# WORK REQUIRED
Copy out every entry below word for word, keeping each line unchanged.

# TASK INPUT
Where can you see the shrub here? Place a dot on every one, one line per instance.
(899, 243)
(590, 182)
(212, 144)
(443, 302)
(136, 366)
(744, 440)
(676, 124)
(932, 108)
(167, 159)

# TASK RESULT
Where can you see the shrub here? Place a dot on every one, one line per instance.
(899, 243)
(590, 182)
(212, 144)
(443, 302)
(136, 366)
(744, 440)
(676, 124)
(932, 108)
(167, 159)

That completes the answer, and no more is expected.